◆ **PROMPT**: Retype every item below line by line, changing no character.

◆ **Records from a collection**:
>>>
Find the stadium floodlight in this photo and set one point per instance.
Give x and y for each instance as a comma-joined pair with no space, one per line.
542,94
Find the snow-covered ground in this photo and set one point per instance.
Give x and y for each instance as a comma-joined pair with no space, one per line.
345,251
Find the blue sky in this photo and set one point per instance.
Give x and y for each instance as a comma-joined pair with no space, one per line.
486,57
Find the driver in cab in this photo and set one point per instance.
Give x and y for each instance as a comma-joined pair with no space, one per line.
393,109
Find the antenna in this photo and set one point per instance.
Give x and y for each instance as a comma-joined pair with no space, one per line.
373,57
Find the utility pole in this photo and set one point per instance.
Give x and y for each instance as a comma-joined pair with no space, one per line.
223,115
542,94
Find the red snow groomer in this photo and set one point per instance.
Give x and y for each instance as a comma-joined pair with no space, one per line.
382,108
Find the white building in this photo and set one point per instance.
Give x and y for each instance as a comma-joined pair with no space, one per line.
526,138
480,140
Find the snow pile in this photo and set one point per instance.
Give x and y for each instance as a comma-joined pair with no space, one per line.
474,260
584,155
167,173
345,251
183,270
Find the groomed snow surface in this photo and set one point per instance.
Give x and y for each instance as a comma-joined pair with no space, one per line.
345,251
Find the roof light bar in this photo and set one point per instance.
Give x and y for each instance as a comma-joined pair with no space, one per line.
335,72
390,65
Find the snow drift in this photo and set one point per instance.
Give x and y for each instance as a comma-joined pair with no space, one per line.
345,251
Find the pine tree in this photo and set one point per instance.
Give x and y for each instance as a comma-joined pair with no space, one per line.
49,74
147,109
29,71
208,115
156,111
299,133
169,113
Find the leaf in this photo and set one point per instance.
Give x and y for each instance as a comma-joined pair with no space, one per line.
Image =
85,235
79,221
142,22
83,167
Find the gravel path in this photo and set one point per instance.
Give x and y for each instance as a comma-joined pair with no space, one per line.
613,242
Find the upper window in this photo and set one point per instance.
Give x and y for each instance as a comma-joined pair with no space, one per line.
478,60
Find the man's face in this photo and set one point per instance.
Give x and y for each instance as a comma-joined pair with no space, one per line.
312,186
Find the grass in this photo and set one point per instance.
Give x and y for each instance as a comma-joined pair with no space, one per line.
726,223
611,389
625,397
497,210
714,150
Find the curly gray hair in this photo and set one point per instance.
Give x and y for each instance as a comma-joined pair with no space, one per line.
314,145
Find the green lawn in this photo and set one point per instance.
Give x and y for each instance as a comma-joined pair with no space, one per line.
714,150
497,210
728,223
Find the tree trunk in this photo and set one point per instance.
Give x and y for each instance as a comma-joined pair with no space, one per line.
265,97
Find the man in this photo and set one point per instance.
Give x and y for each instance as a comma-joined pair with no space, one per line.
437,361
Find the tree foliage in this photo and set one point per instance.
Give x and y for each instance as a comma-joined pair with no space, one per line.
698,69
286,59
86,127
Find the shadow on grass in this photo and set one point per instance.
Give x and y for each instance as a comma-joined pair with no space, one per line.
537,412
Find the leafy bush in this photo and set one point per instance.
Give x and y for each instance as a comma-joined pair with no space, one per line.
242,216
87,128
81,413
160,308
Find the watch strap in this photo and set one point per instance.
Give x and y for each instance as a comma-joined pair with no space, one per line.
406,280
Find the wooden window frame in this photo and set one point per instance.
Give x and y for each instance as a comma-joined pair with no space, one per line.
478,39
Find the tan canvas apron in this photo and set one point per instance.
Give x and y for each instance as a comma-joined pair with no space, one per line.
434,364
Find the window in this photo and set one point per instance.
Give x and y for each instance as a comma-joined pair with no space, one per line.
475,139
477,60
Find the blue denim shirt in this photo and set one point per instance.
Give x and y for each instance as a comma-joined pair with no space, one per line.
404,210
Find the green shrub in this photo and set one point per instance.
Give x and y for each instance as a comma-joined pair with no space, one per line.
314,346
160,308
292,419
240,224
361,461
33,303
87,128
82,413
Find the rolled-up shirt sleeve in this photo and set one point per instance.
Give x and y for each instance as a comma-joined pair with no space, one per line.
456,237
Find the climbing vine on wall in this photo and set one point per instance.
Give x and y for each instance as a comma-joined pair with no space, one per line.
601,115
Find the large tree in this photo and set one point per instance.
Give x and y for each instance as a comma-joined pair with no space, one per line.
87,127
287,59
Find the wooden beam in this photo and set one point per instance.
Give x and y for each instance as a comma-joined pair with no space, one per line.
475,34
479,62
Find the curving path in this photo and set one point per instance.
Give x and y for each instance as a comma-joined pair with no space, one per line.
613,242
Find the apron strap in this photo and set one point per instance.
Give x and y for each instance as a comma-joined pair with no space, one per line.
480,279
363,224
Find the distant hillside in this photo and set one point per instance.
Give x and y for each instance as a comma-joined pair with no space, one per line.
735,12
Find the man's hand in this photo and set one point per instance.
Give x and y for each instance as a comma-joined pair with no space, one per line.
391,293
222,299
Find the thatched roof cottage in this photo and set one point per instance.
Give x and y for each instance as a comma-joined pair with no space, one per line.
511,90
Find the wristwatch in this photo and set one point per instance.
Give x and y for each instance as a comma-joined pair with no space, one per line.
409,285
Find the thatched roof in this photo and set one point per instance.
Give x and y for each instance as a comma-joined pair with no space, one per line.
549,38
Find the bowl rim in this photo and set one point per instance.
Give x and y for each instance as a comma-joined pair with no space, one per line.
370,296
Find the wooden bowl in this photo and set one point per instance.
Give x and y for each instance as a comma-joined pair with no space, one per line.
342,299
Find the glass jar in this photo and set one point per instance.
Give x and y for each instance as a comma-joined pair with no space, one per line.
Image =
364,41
<<<
◆ **TASK RESULT**:
Find the stadium floodlight in this photo and set one point per instance.
Give x and y for each instance as a comma-joined pair with no space, one per line.
542,94
Find the snow-covered ground in this photo and set one point per instance.
Give x and y for each instance as a comma-joined pair with no space, one per line.
345,251
Find the blue sky in this photo and set one point per instance.
Give x and y for each instance as a comma-joined pair with no space, one per line.
486,57
Find the driver in cab in this photo and set one point per instance.
Give x and y for each instance as a comma-joined pair with no space, one per line.
393,109
Find the antenna in this photo and set one point per instance.
Give x and y for each instance as a comma-joined pair with no space, one per line.
373,57
Find the utility pole in this photo and set one point per instance.
Give x and y for each instance as a comma-joined pair with no space, one per line.
223,115
542,94
Find the red snow groomer in this photo and set one point per instance.
Give x and y for each instance as a comma-joined pair with no space, one per line.
382,108
Find the white building in this photo and set one point per instance.
Give x and y for each instance as a comma-joined pair with no space, one per line.
526,138
480,140
Find the snow pile in this photo and set one point per instance.
Give x and y for each instance as a comma-joined pair with no space, one per line.
474,260
584,155
167,173
345,251
183,270
Find the groomed snow surface in this photo and set one point per instance.
Give x and y for each instance as a comma-joined pair with no space, one per line.
345,251
Find the roof light bar in this photo and set one point per instance.
Give x and y for each instance as a comma-joined pair with no space, one per line.
335,72
390,65
Find the snow drift in this photo and set one point per instance.
Give x and y for each instance as a comma-joined pair with no space, one per line.
345,251
Find the pine tree in this photo and set one point per instance.
Give x and y for each instance as a comma-joined pair with no space, one per line.
49,74
147,109
29,71
208,115
156,111
299,133
169,113
Find the leaf in this photo and set one point per instance.
Give x and y for each instance as a comma-joined pair with no space, one per line.
Image =
85,235
79,221
142,22
83,167
Find the gravel path in this photo and set one point per instance.
Give x and y for each instance as a comma-joined pair with no space, one per line.
613,242
Find the upper window in this photo and set one point per instance.
Give x and y for each instance as a comma-joined pair with no space, one per line.
478,60
Find the man's face in this photo and set one point per instance.
Give x and y for each instance as a comma-joined pair with no space, one per line.
312,186
Find the grass in this photo and set one point per instance.
Give x and y for each instance as a comma-joined pair with no space, one per line.
726,223
611,389
625,397
497,210
714,150
Find the curly gray hair in this photo and set one point per instance.
Give x and y for each instance as a comma-joined pair with no space, one per line.
314,145
Find the green lawn in this photo and set one point per instance.
Give x and y for each instance as a comma-joined pair with no space, one per line.
714,150
497,210
728,223
Find the tree trunk in this photo and set one point per instance.
Give x and y for each instance as a comma-joined pair with no space, one per line.
265,97
Find the man in this photo and set one point per instance.
Give x and y for each instance as a comma-joined pair with no space, one per line.
437,361
Find the tree foliage in this photo and set one point per instance.
Give x and y for each instance as a comma-joined pair with no space, one per line.
698,69
286,59
86,127
Find the shadow on grass in this photo and set one point per instance.
Give x and y for each instance as a comma-joined pair with no space, one per line.
537,412
Find the leafy bush in this photo and set one point per instance.
Give x and y for each instance as a comma-joined pair with no space, one per line.
242,216
87,128
81,413
160,308
Find the watch strap in this photo and set one point per instance.
Give x and y for each instance as a comma-joined pair with no space, one per line.
406,280
Find the wooden window frame in this photo and set one point per instance.
Give x and y for each instance as a comma-joined pair with no space, one per line.
478,39
Find the tan canvas apron in this photo and set one point per instance.
Give x and y for each instance as a comma-joined pair with no space, one per line.
434,364
Find the window in this photo and set one point per instance.
Give x and y for each instance as a comma-joined pair with no space, one per line.
475,139
477,60
Find the blue denim shirt in this photo and set one point per instance.
Give x and y for each instance as a comma-joined pair with no space, one per line.
404,210
Find the green shrub in this photo and set one point per instance.
Give x and y for each instance as a comma-joined pair with no space, one per line.
314,346
160,308
292,419
240,224
361,461
33,303
87,128
82,413
Find the rolled-up shirt sleeve in this photo and set one point per instance.
Give x and y for each instance as a comma-joined pair with no space, one per line.
456,237
Find the climbing vine on wall in this photo and set one point per instance.
Give x and y for each instance as a comma-joined pair with no space, one per line.
601,115
Find the large tree in this photo and set one point per instance.
Give x and y for each instance as a comma-joined pair with no space, one per line.
87,127
287,59
Find the wooden beam in this photo and set one point per instance.
Give x and y for each instance as a comma-joined pair with no space, one per line.
475,34
479,62
Find the curving path in this photo and set one point per instance.
Give x and y for each instance as a comma-joined pair with no space, one per line.
613,242
Find the apron strap in this photo and set one point per instance.
Give x and y for each instance as a comma-joined pair with no space, one per line.
480,279
363,224
Find the distant hillside in this photo and set one point per instance.
Give x and y for each instance as a comma-joined pair with no space, one per line.
735,12
Find the man's hand in this photo and set one point per instance.
Give x and y for each instance as a comma-joined pair with no space, one per line.
391,293
222,299
Find the thatched roof cottage in this photo and set one point per instance.
Give x and y for each instance as a comma-joined pair with no space, one per line.
511,90
Find the wristwatch in this photo and set one point per instance.
Give x and y for each instance as a comma-joined pair with no space, one per line.
409,285
Find the thatched roof in this photo and set one point per instance.
Give x and y for each instance as a comma-joined pair with no space, one per line.
549,38
Find the bowl rim in this photo and set one point per instance.
Give x and y for each instance as a comma-joined pair with no space, one per line.
370,296
Find the wooden bowl in this photo and set one point per instance.
Give x and y for each instance as a comma-joined pair with no space, one per line.
342,299
Find the glass jar in this photo and set one point per instance.
Give x and y for each instance as a comma-joined pair with no space, one per line.
Image =
364,41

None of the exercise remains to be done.